[Point-based annotation data]
- - - - - - -
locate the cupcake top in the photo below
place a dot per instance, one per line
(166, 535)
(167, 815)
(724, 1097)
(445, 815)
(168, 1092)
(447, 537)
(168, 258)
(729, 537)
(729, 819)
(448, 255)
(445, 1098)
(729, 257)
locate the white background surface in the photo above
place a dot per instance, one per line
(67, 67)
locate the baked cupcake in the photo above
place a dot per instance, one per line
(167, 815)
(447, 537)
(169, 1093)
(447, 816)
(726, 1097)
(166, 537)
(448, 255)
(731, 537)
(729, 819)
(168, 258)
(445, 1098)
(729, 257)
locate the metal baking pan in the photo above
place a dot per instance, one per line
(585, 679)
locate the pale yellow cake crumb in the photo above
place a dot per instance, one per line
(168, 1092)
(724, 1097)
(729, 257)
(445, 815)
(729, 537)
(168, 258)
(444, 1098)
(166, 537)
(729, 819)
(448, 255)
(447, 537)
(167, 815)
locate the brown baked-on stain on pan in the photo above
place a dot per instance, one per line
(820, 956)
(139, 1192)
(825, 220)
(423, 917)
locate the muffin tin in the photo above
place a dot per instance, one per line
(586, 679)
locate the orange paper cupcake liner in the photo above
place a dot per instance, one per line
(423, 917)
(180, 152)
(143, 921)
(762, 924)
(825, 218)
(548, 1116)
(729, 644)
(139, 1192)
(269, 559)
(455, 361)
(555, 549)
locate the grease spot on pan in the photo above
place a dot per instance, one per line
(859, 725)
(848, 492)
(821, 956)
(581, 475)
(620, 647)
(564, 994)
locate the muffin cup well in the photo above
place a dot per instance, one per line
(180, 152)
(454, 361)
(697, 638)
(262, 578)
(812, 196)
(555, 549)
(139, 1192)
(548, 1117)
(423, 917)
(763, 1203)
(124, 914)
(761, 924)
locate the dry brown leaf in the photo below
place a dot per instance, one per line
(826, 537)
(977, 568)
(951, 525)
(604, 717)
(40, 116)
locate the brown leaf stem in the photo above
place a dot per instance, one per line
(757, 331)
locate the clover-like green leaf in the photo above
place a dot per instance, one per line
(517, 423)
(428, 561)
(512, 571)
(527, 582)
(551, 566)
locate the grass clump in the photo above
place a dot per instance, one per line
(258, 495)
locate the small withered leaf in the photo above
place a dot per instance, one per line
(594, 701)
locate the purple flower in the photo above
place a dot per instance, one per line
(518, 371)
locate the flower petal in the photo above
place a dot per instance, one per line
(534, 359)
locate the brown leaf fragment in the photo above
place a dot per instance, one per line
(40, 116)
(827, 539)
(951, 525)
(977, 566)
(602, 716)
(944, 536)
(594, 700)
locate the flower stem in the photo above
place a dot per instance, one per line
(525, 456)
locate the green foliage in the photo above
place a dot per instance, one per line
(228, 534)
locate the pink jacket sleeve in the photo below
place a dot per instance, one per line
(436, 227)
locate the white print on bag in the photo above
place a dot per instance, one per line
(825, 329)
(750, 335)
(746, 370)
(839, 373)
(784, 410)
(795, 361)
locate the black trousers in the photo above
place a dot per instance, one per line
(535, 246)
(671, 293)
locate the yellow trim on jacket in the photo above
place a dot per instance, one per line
- - - - - - -
Set out every line of the entries above as a Markdown table with two columns, No. for the row number and Line for the line itself, leaving out any blank lines.

| No. | Line |
|---|---|
| 1 | locate the cupcake top in the photo below |
| 2 | place a dot per instance, one per line |
| 3 | (166, 535) |
| 4 | (167, 815) |
| 5 | (724, 1097) |
| 6 | (445, 815) |
| 7 | (168, 1092) |
| 8 | (447, 537) |
| 9 | (168, 258) |
| 10 | (729, 537) |
| 11 | (729, 819) |
| 12 | (448, 255) |
| 13 | (445, 1098) |
| 14 | (729, 257) |
| 15 | locate the white background surface in the photo above |
| 16 | place a dot per instance, one per line |
| 17 | (67, 67) |
| 18 | locate the baked cupcake in the photo above |
| 19 | place a dot per instance, one per line |
| 20 | (167, 815) |
| 21 | (447, 537) |
| 22 | (169, 1093) |
| 23 | (447, 816) |
| 24 | (726, 1097) |
| 25 | (166, 537) |
| 26 | (448, 255) |
| 27 | (731, 537) |
| 28 | (729, 819) |
| 29 | (168, 258) |
| 30 | (445, 1098) |
| 31 | (729, 257) |
| 32 | locate the metal baking pan in the photo above |
| 33 | place a dot per instance, one per line |
| 34 | (585, 679) |
| 35 | locate the pale yellow cake crumb in the photo above |
| 36 | place a dot per instance, one per line |
| 37 | (168, 1092) |
| 38 | (724, 1097) |
| 39 | (729, 257) |
| 40 | (445, 815) |
| 41 | (729, 537) |
| 42 | (168, 258) |
| 43 | (444, 1098) |
| 44 | (166, 537) |
| 45 | (729, 819) |
| 46 | (448, 255) |
| 47 | (447, 537) |
| 48 | (167, 815) |
| 49 | locate the brown baked-on stain on pan in the photo above |
| 50 | place a dot per instance, one per line |
| 51 | (820, 956) |
| 52 | (139, 1192) |
| 53 | (825, 220) |
| 54 | (423, 917) |
| 55 | locate the muffin tin in the photo above |
| 56 | place a dot per instance, one per line |
| 57 | (586, 679) |
| 58 | locate the orange paper cupcake liner in the photo above |
| 59 | place a dot per instance, one per line |
| 60 | (423, 917) |
| 61 | (180, 152) |
| 62 | (143, 921) |
| 63 | (762, 924) |
| 64 | (825, 218) |
| 65 | (548, 1116) |
| 66 | (729, 644) |
| 67 | (139, 1192) |
| 68 | (269, 559) |
| 69 | (455, 361) |
| 70 | (555, 549) |
| 71 | locate the grease spot on pan in the photo above |
| 72 | place a dot per instance, one per line |
| 73 | (859, 725) |
| 74 | (848, 492) |
| 75 | (821, 956) |
| 76 | (581, 475) |
| 77 | (620, 647) |
| 78 | (564, 994) |
| 79 | locate the muffin cup well in the photo above |
| 80 | place a dot per instance, one per line |
| 81 | (180, 152) |
| 82 | (454, 361) |
| 83 | (697, 638) |
| 84 | (262, 578) |
| 85 | (812, 196) |
| 86 | (555, 549) |
| 87 | (139, 1192) |
| 88 | (548, 1117) |
| 89 | (423, 917) |
| 90 | (763, 1203) |
| 91 | (124, 914) |
| 92 | (761, 924) |
| 93 | locate the dry brown leaf in the photo below |
| 94 | place a dot per instance, one per line |
| 95 | (826, 537) |
| 96 | (977, 568) |
| 97 | (951, 525) |
| 98 | (604, 717) |
| 99 | (40, 116) |
| 100 | locate the brown leaf stem in the photo above |
| 101 | place a dot per instance, one per line |
| 102 | (757, 331) |
| 103 | locate the clover-like green leaf in the photo above |
| 104 | place a dot per instance, one per line |
| 105 | (517, 423) |
| 106 | (428, 561) |
| 107 | (512, 571) |
| 108 | (527, 582) |
| 109 | (551, 566) |
| 110 | locate the grass clump in the photo above |
| 111 | place a dot per instance, one per line |
| 112 | (258, 495) |
| 113 | locate the small withered leaf in the photo above |
| 114 | place a dot per instance, one per line |
| 115 | (594, 701) |
| 116 | locate the purple flower in the photo above |
| 117 | place a dot per instance, one per line |
| 118 | (518, 371) |
| 119 | locate the flower petal in the photo above |
| 120 | place a dot per instance, one per line |
| 121 | (534, 359) |
| 122 | locate the brown leaf fragment in the photo above |
| 123 | place a dot per instance, one per line |
| 124 | (40, 116) |
| 125 | (827, 539) |
| 126 | (951, 525) |
| 127 | (977, 566) |
| 128 | (602, 716) |
| 129 | (944, 536) |
| 130 | (594, 700) |
| 131 | locate the flower stem in the photo above |
| 132 | place a dot per instance, one per line |
| 133 | (525, 456) |
| 134 | locate the green foliage in the photo above |
| 135 | place a dot per instance, one per line |
| 136 | (228, 534) |
| 137 | locate the pink jacket sleeve in the photo below |
| 138 | place a dot per instance, one per line |
| 139 | (436, 227) |
| 140 | locate the white print on bag in the photo above |
| 141 | place a dot per instance, one per line |
| 142 | (825, 329) |
| 143 | (750, 335) |
| 144 | (746, 370) |
| 145 | (839, 373) |
| 146 | (784, 410) |
| 147 | (795, 361) |
| 148 | locate the black trousers in the photo above |
| 149 | place a dot per instance, one per line |
| 150 | (535, 246) |
| 151 | (671, 293) |
| 152 | locate the yellow trim on jacket in the photo above |
| 153 | place a dot per instance, one per line |